→ Your instructions:
Everything from the line containing "negative clicks: (914, 406) (921, 406)" to the last line of the records must be returned verbatim; nothing else belongs in the output.
[Start of Attachment]
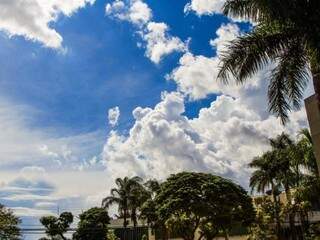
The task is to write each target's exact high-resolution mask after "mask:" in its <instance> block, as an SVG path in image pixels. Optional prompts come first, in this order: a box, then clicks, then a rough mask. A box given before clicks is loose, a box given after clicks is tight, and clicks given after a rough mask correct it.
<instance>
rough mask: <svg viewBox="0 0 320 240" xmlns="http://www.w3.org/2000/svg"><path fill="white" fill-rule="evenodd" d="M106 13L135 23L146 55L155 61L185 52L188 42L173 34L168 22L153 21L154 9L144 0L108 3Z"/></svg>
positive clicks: (187, 47) (159, 60) (106, 14)
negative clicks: (160, 22) (140, 37)
mask: <svg viewBox="0 0 320 240" xmlns="http://www.w3.org/2000/svg"><path fill="white" fill-rule="evenodd" d="M106 15H107V16H109V17H111V18H114V19H118V20H120V21H127V22H130V23H131V24H133V25H134V26H135V27H136V28H137V30H136V33H137V34H138V35H139V36H141V39H142V40H143V42H144V43H143V45H144V47H145V48H146V53H145V55H146V56H147V57H148V58H149V59H150V60H151V61H152V62H154V63H156V64H158V63H160V62H161V60H162V59H163V58H164V57H165V56H167V55H169V54H171V53H173V52H185V51H186V50H187V48H188V46H187V43H186V42H183V41H182V40H181V39H180V38H178V37H174V36H171V35H170V34H169V33H168V32H169V26H168V25H167V24H166V23H163V22H161V23H159V22H154V21H152V10H151V9H150V8H149V6H148V5H147V4H146V3H144V2H143V1H142V0H115V1H113V2H112V3H108V4H107V5H106Z"/></svg>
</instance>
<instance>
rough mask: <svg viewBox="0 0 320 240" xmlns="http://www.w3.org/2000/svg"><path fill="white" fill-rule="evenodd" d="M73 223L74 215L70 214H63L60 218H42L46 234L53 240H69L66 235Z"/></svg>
mask: <svg viewBox="0 0 320 240" xmlns="http://www.w3.org/2000/svg"><path fill="white" fill-rule="evenodd" d="M72 222H73V215H72V213H70V212H63V213H61V214H60V216H59V217H55V216H44V217H42V218H40V223H41V224H42V225H43V226H44V227H45V229H46V234H47V235H48V236H49V237H50V239H52V240H58V239H62V240H67V238H66V237H65V236H64V234H65V233H66V232H67V231H68V229H69V228H70V225H71V223H72ZM43 239H46V238H43Z"/></svg>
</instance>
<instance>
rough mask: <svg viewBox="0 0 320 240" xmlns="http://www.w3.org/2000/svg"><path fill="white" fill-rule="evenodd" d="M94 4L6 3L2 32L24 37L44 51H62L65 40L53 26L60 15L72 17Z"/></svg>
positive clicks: (55, 2) (10, 0) (51, 3)
mask: <svg viewBox="0 0 320 240" xmlns="http://www.w3.org/2000/svg"><path fill="white" fill-rule="evenodd" d="M94 2H95V0H69V1H64V0H46V1H43V0H3V1H0V30H2V31H4V32H6V33H7V35H8V36H10V37H12V36H23V37H24V38H26V39H27V40H31V41H36V42H40V43H42V44H43V45H44V46H45V47H49V48H55V49H58V48H61V47H62V41H63V38H62V36H61V35H60V34H59V33H58V32H57V31H56V30H55V29H54V28H52V27H51V26H50V25H51V24H52V23H53V22H55V21H57V19H58V17H59V15H60V14H61V15H64V16H67V17H70V16H71V15H72V14H74V13H75V12H76V11H77V10H78V9H79V8H83V7H85V6H86V5H87V4H93V3H94Z"/></svg>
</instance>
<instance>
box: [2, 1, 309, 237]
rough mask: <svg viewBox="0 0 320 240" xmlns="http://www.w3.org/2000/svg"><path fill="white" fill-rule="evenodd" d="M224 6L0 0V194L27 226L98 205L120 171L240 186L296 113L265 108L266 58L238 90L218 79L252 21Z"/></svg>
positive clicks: (296, 114) (291, 133) (303, 124)
mask: <svg viewBox="0 0 320 240" xmlns="http://www.w3.org/2000/svg"><path fill="white" fill-rule="evenodd" d="M223 3H224V0H209V1H204V0H183V1H177V2H175V3H173V2H172V1H171V0H161V1H148V0H112V1H111V0H107V1H106V0H80V1H73V0H72V1H66V2H64V1H59V0H52V1H50V2H48V4H44V2H42V1H41V0H30V1H25V0H13V1H7V2H3V3H0V9H3V10H0V66H1V68H0V69H1V70H0V130H1V132H2V134H1V136H0V159H1V161H0V168H1V169H0V171H1V173H0V182H1V185H0V186H1V189H0V202H1V203H4V204H6V205H8V206H9V207H12V208H13V209H14V210H15V212H16V213H17V214H18V215H19V216H21V217H22V219H23V224H25V225H26V224H38V223H37V222H38V218H39V216H41V215H45V214H55V213H56V209H57V206H59V207H60V209H62V210H69V211H73V212H74V213H75V214H77V213H78V212H79V211H81V209H86V208H88V207H92V206H94V205H99V204H100V201H101V199H102V197H104V196H105V195H106V194H107V193H108V190H109V189H110V187H112V185H113V180H114V178H115V177H118V176H121V177H123V176H125V175H130V176H133V175H140V176H142V177H144V178H154V177H155V178H159V179H164V178H165V177H166V176H168V175H169V174H170V173H174V172H178V171H182V170H193V171H206V172H212V173H214V174H218V175H222V176H225V177H228V178H231V179H233V180H234V181H236V182H238V183H240V184H242V185H243V186H244V187H247V184H248V176H249V174H250V169H248V168H247V163H248V162H249V161H250V160H251V159H252V157H254V156H256V155H258V154H260V153H261V152H263V151H265V150H267V149H268V144H267V139H268V138H269V137H274V136H276V135H277V134H279V133H281V132H282V131H286V132H288V133H289V134H291V135H293V136H294V135H296V134H297V132H298V131H299V129H300V128H302V127H305V126H307V122H306V116H305V112H304V109H301V110H299V111H297V112H293V113H292V114H291V122H290V123H289V124H288V125H287V126H282V125H281V124H280V123H279V120H278V119H276V118H275V117H274V116H272V115H270V114H269V113H268V111H267V104H266V90H267V81H266V78H267V77H268V73H269V71H270V69H272V64H270V66H268V67H267V68H266V69H264V70H262V71H261V72H259V73H258V74H257V75H256V76H254V77H253V78H252V79H249V80H248V82H247V84H246V85H245V86H238V85H235V84H233V83H231V84H230V85H229V86H225V85H223V84H221V83H219V82H217V81H216V75H217V72H218V69H219V66H218V63H219V55H220V54H221V52H222V51H223V50H224V49H225V45H226V44H227V43H228V42H229V41H230V40H232V39H234V38H236V37H237V36H239V35H241V34H244V33H245V32H246V31H248V30H249V29H250V28H251V27H252V25H251V24H250V23H249V22H246V21H244V20H241V19H229V18H227V17H225V16H223V15H222V14H221V6H222V5H223ZM312 91H313V90H312V87H309V88H308V89H307V90H306V93H305V95H306V96H308V95H310V94H312ZM110 109H113V110H112V111H109V110H110ZM108 111H109V112H112V113H113V114H111V113H110V114H109V116H108ZM25 239H36V238H35V237H30V236H25Z"/></svg>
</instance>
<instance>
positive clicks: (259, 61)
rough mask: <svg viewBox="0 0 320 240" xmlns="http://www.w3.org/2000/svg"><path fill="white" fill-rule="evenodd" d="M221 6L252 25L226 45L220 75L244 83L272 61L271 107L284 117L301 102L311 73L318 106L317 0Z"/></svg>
mask: <svg viewBox="0 0 320 240" xmlns="http://www.w3.org/2000/svg"><path fill="white" fill-rule="evenodd" d="M223 10H224V14H225V15H228V16H231V17H240V18H244V19H249V20H251V21H253V22H255V23H256V25H255V26H254V27H253V30H252V31H251V32H249V33H247V34H245V35H243V36H240V37H238V38H237V39H236V40H234V41H232V42H231V43H230V45H229V46H228V47H227V50H226V51H225V52H224V53H223V54H222V56H221V69H220V72H219V75H218V78H219V79H221V80H223V81H224V82H226V83H227V82H228V81H229V80H230V77H231V76H233V77H234V78H235V79H236V81H237V82H238V83H244V82H245V80H247V79H248V78H250V77H251V76H252V75H254V74H255V73H256V72H257V71H258V70H260V69H262V68H264V67H266V66H267V65H268V64H269V63H274V64H275V68H274V69H273V71H272V73H271V76H270V84H269V90H268V96H269V108H270V111H271V112H272V113H274V114H276V115H277V116H278V117H280V118H281V120H282V122H283V123H285V122H286V121H287V120H288V112H289V111H291V110H292V109H297V108H299V107H300V104H301V102H300V101H301V99H302V97H303V91H304V89H305V87H306V85H307V82H308V80H309V79H310V77H311V78H312V79H313V84H314V89H315V92H316V97H317V100H318V106H319V109H320V64H319V63H320V28H319V22H320V13H319V12H320V1H319V0H227V1H226V3H225V5H224V9H223ZM310 73H311V75H310Z"/></svg>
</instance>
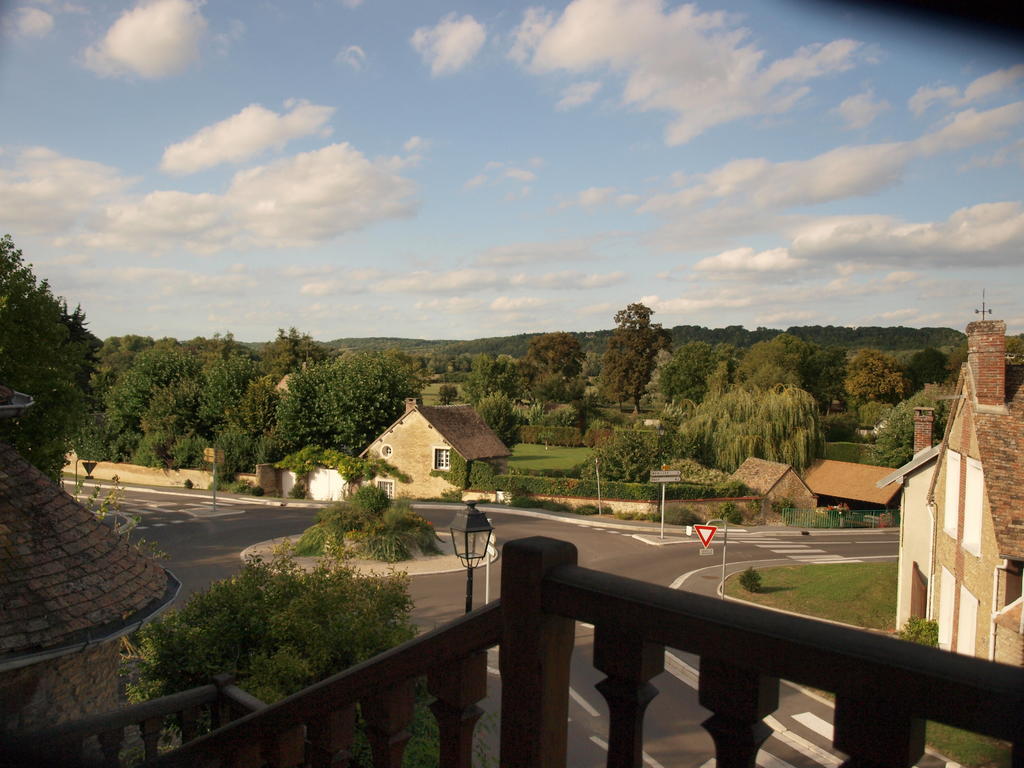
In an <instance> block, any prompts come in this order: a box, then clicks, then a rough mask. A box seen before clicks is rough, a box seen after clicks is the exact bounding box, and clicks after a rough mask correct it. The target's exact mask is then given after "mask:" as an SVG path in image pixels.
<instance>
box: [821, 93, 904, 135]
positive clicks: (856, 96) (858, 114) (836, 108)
mask: <svg viewBox="0 0 1024 768" xmlns="http://www.w3.org/2000/svg"><path fill="white" fill-rule="evenodd" d="M890 106H891V104H890V103H889V102H888V101H886V100H885V99H876V98H874V91H872V90H871V89H867V90H866V91H864V92H863V93H857V94H854V95H853V96H848V97H847V98H845V99H843V101H841V102H840V105H839V106H837V108H836V109H835V111H834V112H835V113H836V114H837V115H839V116H840V117H841V118H843V120H844V121H846V127H847V128H851V129H855V130H859V129H861V128H866V127H867V126H869V125H870V124H871V123H872V122H874V118H877V117H878V116H879V115H881V114H882V113H883V112H885V111H886V110H888V109H890Z"/></svg>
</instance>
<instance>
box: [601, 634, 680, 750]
mask: <svg viewBox="0 0 1024 768" xmlns="http://www.w3.org/2000/svg"><path fill="white" fill-rule="evenodd" d="M594 668H595V669H597V670H600V671H601V672H603V673H604V674H605V675H607V677H606V678H605V679H604V680H602V681H601V682H599V683H598V684H597V685H596V686H595V687H596V688H597V689H598V691H600V693H601V695H602V696H604V699H605V700H606V701H607V702H608V721H609V722H608V766H609V768H612V767H614V768H620V767H621V768H641V766H642V765H643V716H644V712H645V711H646V710H647V705H649V703H650V701H651V699H652V698H654V696H656V695H657V688H655V687H654V686H653V685H651V684H650V683H649V682H648V681H649V680H650V679H651V678H652V677H654V676H655V675H658V674H659V673H660V672H662V671H663V670H664V669H665V646H664V645H655V644H654V643H646V642H644V641H643V640H642V639H640V638H637V637H635V636H633V635H629V634H626V633H624V632H621V631H618V630H613V629H607V628H605V627H601V626H598V627H597V628H596V630H595V632H594Z"/></svg>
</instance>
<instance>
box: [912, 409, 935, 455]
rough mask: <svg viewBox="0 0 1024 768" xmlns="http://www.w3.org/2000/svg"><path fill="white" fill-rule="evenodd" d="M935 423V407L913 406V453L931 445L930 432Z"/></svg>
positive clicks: (917, 453) (916, 452)
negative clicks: (914, 406) (921, 406)
mask: <svg viewBox="0 0 1024 768" xmlns="http://www.w3.org/2000/svg"><path fill="white" fill-rule="evenodd" d="M934 425H935V409H933V408H915V409H914V410H913V455H914V456H916V455H918V454H919V453H921V452H922V451H924V450H925V449H930V447H931V446H932V432H933V427H934Z"/></svg>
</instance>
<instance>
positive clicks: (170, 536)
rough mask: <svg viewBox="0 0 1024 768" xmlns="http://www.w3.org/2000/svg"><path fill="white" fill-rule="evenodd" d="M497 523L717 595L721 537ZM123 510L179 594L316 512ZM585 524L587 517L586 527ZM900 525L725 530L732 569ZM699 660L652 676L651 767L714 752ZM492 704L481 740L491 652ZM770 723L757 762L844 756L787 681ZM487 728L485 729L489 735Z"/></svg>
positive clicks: (814, 551) (548, 523)
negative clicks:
[End of Attachment]
→ Answer for this exercise:
negative clicks: (914, 406) (921, 406)
mask: <svg viewBox="0 0 1024 768" xmlns="http://www.w3.org/2000/svg"><path fill="white" fill-rule="evenodd" d="M934 425H935V409H933V408H915V409H914V410H913V455H914V456H916V455H918V454H919V453H921V452H922V451H924V450H925V449H930V447H931V446H932V432H933V427H934Z"/></svg>
</instance>
<instance>
positive clicks: (170, 536)
rough mask: <svg viewBox="0 0 1024 768" xmlns="http://www.w3.org/2000/svg"><path fill="white" fill-rule="evenodd" d="M497 523L717 595L721 537ZM123 510L179 594L316 512ZM585 524L587 517L586 527ZM900 525L725 530L732 569ZM699 660L652 676L651 767L714 752ZM492 704L481 740L491 652ZM770 723L757 762L844 756L787 681ZM487 728L485 729L489 735Z"/></svg>
positive clicks: (814, 551) (548, 523)
negative clicks:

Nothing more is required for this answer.